*Task statement*: Emit the data below verbatim, stripping out any pictures.

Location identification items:
........

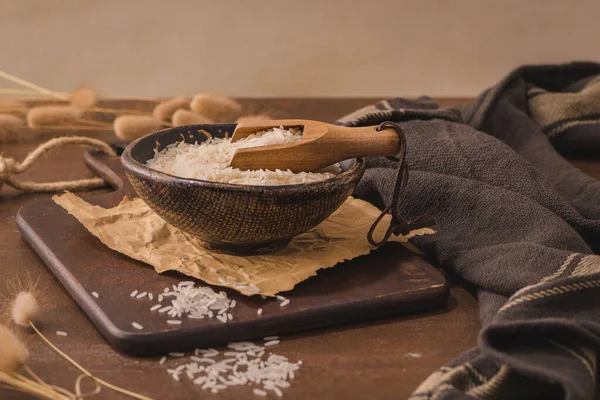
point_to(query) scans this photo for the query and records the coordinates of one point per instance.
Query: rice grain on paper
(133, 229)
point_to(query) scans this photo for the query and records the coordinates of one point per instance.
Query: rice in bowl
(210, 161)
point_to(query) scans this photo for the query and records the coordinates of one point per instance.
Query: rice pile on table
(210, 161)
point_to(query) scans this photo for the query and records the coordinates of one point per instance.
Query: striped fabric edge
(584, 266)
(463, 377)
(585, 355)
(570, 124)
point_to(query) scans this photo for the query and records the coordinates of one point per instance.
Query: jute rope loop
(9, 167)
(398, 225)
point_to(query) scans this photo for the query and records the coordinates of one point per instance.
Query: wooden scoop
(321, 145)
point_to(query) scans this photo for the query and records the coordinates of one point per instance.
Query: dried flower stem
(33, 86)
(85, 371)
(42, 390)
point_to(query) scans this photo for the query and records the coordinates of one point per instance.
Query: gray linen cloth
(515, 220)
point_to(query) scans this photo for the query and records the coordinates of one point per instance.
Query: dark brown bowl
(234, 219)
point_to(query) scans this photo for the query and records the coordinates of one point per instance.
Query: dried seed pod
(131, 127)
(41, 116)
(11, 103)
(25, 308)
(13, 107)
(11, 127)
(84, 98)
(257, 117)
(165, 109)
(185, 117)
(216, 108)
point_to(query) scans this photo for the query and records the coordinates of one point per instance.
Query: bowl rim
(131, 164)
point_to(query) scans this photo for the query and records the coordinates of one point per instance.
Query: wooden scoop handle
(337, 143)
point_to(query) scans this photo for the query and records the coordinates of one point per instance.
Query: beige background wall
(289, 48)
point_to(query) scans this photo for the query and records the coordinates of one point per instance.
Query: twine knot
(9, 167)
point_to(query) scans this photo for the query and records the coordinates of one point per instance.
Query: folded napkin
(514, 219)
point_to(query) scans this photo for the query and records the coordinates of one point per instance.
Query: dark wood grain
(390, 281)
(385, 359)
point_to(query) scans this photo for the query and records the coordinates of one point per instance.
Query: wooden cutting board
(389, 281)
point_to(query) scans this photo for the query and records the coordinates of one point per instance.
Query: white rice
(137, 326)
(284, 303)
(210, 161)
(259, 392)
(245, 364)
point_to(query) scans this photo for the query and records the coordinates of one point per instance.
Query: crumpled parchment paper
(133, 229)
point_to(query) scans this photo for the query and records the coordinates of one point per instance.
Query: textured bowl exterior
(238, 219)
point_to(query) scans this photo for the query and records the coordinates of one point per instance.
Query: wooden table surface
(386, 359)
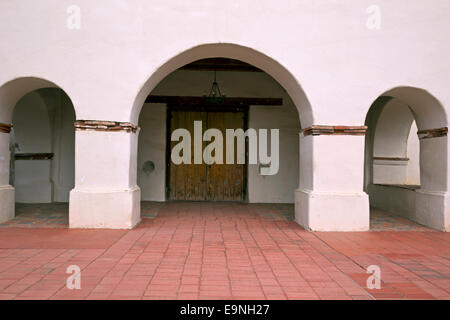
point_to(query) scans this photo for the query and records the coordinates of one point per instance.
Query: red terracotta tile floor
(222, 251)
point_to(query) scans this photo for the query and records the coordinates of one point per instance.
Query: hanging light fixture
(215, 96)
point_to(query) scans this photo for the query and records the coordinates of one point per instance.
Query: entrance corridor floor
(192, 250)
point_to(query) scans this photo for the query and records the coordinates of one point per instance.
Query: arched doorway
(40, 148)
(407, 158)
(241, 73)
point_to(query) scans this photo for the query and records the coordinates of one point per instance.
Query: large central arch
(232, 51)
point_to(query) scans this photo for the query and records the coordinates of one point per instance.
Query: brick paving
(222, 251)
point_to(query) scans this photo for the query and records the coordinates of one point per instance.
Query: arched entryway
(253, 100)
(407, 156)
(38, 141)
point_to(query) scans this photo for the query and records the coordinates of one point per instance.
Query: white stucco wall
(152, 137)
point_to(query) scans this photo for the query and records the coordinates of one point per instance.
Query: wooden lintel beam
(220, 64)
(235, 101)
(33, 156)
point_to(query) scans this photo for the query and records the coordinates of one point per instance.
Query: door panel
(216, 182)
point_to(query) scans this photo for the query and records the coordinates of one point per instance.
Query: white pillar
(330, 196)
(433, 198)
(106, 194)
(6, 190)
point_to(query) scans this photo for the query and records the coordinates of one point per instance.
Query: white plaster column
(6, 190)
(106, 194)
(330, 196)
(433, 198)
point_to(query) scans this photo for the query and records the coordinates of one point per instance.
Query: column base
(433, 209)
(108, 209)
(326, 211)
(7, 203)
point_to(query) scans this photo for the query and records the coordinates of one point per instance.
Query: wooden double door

........

*Expected output*:
point_to(query) scans this photo for the query and records the coordinates of one point per instance.
Query: rice grain on paper
(133, 229)
point_to(query) scans this photo for the query and records the coordinates of one point per instance.
Query: rice in bowl
(210, 161)
point_to(query) scans this photo for the query and records the coordinates of one point per instance.
Query: rice pile on table
(210, 161)
point_to(query) scans this photo for the query and records the coordinates of one point per instance.
Query: striped fabric edge
(584, 266)
(463, 377)
(585, 355)
(570, 124)
point_to(query) scans this photo for the query and records the coordinates of one point per instance.
Query: jute rope loop
(9, 167)
(398, 225)
point_to(query) scans this photo for the query and records the coordinates of one point per instance.
Query: wooden scoop
(321, 145)
point_to(query) scans this photo for the query and records the coordinates of one point per instance.
Query: dried flower stem
(33, 86)
(85, 371)
(42, 390)
point_to(query) scans this photo for the query and records the coordinates of one point per instance.
Query: gray linen cloth
(515, 220)
point_to(query) scans this photo for the query and records the coordinates of one point per instance.
Query: dark brown bowl
(234, 219)
point_to(query) scans this photo for the query and records the coordinates of one point per instance.
Query: dried seed pod
(131, 127)
(41, 116)
(11, 103)
(25, 308)
(13, 107)
(11, 127)
(84, 98)
(257, 117)
(165, 109)
(185, 117)
(216, 108)
point_to(query) scans this photo for the query and records the coordinates of one point per instance.
Query: bowl rim
(131, 164)
point_to(query) scans this photo for the query and records the coordinates of one point per instance.
Query: wooden scoop handle
(337, 143)
point_to(query) scans this photo for the query and records the coordinates of one point per instance.
Query: beige background wall
(289, 48)
point_to(query) scans this photo for the query and records the coordinates of one point per instance.
Query: twine knot
(9, 167)
point_to(query) scans this photo for the query and records the coordinates of one point per instance.
Query: folded napkin
(514, 219)
point_to(query) scans this photo for the query and records the coordinates of one point per instance.
Query: dark wood grain
(390, 281)
(385, 359)
point_to(query) scans this photo for the query and records the coordinates of one point per instance.
Query: wooden cutting board
(389, 281)
point_to(query) scans this photo for the query and records the coordinates of one point per instance.
Query: white rice
(137, 326)
(284, 303)
(210, 161)
(259, 392)
(245, 364)
point_to(query) scans this photo for the query and records the coordinates of one point per instance.
Query: crumpled parchment paper
(133, 229)
point_to(query) scans this photo for the query and records the coordinates of one point per instance.
Query: textured bowl exterior
(238, 219)
point_to(query) scans this photo for the query and records the coordinates of one point per instance.
Query: wooden table surface
(386, 359)
point_to(query) scans this photo for the query and records the coordinates of one point per instance.
Query: red terracotta tile floor
(222, 251)
point_to(query) scans this photo for the query and records the coordinates of one point per instance.
Query: hanging light fixture
(215, 96)
point_to(query) scans this photo for the query and records the coordinates of one point per instance.
Query: entrance corridor floor
(192, 250)
point_to(query) scans this photo for the query and records the coordinates of one point per instance.
Query: arched doorway
(40, 148)
(407, 158)
(241, 73)
point_to(query) scans this photo for the query and records the coordinates of one point per instance.
Query: large central arch
(232, 51)
point_to(query) scans this photo for the query and records the coordinates of one point per instance.
Query: brick paving
(222, 251)
point_to(query) scans this photo for the query and records the coordinates of one point per instance.
Query: arched entryway
(253, 100)
(407, 156)
(38, 141)
point_to(query) scans this photo for the query and records the coordinates of one point per instance.
Query: white stucco wall
(152, 137)
point_to(query) scans this photo for the query and records the coordinates of one point per instance.
Query: wooden lintel beam
(220, 64)
(235, 101)
(33, 156)
point_to(query) scans this photo for the query and records the coordinates of one point per instance.
Query: door panel
(216, 182)
point_to(query) scans this photo for the query and records the coordinates of one point per instance.
Query: white pillar
(330, 196)
(433, 198)
(106, 194)
(6, 190)
point_to(query) scans this photo for the query and records the coordinates of one point per instance.
Query: white plaster column
(6, 190)
(106, 194)
(330, 196)
(433, 198)
point_to(query) scans this photo for the query and records the coordinates of one point per instance.
Query: column base
(433, 209)
(108, 209)
(326, 211)
(7, 203)
point_to(query) scans this photo for the query and records the coordinates of one point per instance.
Query: wooden double door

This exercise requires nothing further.